### What you will do:
Within the data beneath, some lines may hold the word "wall". Give the number of those lines and nothing else.

### Dataset content:
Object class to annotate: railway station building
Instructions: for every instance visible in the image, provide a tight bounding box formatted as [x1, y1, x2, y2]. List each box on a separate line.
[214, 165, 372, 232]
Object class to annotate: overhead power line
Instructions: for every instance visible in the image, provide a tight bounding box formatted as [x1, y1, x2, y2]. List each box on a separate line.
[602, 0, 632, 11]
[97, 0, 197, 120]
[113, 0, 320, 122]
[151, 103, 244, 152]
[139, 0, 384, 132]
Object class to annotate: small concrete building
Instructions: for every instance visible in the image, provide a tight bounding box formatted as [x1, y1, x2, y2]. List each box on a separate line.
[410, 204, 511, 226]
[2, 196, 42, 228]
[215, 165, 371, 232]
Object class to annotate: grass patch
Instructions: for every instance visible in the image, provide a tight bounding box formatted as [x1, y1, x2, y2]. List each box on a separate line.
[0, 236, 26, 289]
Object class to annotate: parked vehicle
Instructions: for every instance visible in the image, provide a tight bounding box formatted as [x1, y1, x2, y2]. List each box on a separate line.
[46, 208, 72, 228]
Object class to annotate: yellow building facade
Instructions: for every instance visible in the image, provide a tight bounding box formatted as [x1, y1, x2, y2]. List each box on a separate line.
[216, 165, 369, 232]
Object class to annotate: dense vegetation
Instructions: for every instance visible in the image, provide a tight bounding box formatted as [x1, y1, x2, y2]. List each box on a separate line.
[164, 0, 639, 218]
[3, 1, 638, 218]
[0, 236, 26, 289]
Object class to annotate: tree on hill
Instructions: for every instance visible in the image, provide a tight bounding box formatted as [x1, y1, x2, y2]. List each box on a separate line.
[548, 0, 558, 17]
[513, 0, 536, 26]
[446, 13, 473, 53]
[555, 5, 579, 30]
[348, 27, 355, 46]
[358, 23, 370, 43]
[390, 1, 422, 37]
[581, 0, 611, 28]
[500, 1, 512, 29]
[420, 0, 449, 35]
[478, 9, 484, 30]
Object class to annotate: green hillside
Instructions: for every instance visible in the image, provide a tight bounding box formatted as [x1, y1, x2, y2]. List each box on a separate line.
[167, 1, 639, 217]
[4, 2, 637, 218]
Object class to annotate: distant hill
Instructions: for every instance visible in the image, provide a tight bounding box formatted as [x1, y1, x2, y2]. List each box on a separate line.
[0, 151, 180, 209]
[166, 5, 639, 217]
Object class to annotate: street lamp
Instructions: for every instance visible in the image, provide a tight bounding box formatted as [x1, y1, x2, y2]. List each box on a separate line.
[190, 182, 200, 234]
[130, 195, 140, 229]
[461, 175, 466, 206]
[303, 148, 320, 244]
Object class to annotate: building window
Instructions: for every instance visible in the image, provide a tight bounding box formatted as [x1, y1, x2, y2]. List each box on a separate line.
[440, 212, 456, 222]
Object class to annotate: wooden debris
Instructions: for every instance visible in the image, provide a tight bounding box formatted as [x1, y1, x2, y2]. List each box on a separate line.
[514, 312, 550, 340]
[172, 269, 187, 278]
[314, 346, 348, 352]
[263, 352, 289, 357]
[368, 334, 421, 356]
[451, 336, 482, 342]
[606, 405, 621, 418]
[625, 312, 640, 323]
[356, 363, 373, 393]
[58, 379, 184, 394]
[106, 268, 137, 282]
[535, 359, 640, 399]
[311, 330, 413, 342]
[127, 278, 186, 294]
* * *
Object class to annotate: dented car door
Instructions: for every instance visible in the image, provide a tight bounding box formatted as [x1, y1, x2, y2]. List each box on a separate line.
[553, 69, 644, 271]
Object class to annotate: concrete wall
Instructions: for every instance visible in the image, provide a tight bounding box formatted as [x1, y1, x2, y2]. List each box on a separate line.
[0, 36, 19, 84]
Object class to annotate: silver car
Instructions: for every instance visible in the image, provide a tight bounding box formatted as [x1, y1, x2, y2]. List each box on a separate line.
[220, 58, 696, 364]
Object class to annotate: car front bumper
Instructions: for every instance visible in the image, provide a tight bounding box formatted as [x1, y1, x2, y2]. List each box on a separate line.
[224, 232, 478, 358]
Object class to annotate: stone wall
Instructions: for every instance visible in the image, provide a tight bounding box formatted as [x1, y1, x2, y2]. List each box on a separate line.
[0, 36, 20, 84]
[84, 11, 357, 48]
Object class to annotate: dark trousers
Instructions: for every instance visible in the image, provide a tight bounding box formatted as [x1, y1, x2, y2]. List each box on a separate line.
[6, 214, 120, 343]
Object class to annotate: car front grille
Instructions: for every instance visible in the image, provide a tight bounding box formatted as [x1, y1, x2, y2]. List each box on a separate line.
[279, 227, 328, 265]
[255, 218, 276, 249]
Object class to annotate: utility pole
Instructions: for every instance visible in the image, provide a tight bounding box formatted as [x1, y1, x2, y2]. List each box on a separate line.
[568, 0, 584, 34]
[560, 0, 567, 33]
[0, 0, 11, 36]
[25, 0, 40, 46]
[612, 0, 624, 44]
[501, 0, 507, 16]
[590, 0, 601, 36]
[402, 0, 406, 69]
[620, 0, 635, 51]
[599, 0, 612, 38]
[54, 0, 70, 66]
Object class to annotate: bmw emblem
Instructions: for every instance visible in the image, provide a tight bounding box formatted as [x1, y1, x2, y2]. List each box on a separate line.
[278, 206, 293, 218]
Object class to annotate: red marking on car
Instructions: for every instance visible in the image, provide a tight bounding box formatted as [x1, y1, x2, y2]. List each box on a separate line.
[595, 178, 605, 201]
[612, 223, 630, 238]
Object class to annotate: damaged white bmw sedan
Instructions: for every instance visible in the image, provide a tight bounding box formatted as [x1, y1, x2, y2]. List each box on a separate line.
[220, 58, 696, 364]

### Output of the exercise:
2